Data section start

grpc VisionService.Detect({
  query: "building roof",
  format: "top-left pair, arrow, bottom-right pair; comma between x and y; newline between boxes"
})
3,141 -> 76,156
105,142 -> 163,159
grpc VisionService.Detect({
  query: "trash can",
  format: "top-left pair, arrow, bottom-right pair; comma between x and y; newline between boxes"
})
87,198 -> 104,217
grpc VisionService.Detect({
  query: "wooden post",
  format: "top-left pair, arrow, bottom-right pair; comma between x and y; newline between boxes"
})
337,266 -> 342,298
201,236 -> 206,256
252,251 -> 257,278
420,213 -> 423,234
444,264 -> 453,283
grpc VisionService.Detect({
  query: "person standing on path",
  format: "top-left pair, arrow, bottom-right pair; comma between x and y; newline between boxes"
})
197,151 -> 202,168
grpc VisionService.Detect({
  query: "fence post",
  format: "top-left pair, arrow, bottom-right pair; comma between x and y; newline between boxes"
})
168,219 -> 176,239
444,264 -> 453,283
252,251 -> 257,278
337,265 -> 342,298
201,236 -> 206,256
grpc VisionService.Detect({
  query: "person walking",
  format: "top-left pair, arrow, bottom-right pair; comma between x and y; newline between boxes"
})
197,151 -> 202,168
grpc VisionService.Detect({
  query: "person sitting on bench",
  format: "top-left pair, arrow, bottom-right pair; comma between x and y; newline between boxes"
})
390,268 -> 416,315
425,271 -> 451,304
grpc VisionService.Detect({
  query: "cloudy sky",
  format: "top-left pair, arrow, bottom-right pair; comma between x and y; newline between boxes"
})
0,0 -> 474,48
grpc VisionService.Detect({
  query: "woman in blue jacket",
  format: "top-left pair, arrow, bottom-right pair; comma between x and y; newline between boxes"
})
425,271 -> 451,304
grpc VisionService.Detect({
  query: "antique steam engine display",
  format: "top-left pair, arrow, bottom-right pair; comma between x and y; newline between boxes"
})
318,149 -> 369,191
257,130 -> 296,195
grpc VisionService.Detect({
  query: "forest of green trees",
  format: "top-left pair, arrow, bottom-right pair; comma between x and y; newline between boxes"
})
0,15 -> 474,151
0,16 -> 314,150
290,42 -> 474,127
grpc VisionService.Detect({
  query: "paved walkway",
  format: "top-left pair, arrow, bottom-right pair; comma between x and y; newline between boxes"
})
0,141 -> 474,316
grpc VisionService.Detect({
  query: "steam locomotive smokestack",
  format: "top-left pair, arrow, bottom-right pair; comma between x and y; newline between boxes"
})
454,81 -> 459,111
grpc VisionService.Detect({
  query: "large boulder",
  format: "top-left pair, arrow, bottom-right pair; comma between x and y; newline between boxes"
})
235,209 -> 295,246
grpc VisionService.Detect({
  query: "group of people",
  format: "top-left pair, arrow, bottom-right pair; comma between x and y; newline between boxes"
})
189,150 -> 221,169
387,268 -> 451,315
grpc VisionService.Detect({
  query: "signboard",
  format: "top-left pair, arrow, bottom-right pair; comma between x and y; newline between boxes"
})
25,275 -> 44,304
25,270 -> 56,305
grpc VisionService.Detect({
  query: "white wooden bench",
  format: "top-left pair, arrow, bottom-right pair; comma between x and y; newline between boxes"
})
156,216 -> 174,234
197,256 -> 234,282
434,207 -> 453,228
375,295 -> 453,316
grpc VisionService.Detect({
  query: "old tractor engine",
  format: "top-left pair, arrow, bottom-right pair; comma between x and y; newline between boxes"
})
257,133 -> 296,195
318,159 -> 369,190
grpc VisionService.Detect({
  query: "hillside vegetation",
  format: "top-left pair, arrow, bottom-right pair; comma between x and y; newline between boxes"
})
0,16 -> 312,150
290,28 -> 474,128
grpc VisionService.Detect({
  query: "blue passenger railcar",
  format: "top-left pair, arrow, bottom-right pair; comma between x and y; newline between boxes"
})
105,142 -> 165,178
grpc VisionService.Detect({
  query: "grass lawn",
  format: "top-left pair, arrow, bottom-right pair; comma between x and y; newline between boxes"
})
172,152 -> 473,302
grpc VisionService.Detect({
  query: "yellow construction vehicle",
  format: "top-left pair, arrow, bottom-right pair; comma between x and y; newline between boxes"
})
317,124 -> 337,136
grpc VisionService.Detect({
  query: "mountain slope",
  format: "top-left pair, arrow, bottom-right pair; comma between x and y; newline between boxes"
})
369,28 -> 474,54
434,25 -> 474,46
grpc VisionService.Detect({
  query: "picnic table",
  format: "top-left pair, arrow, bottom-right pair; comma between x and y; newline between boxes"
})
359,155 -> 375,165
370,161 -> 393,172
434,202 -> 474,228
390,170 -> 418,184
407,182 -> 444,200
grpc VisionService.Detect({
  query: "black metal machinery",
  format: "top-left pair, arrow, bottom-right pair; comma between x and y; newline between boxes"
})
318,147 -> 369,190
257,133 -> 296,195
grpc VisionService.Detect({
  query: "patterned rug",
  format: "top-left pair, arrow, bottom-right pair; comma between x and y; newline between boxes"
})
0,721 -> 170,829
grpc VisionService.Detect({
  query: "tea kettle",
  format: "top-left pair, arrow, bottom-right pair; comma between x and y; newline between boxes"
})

Data section end

#### [Work to be completed]
Extract each line of the data above that contains the string "engine" and list those lines verbatim.

#### [Response to the exercise]
  query: "antique steam engine display",
  query: "old tractor engine",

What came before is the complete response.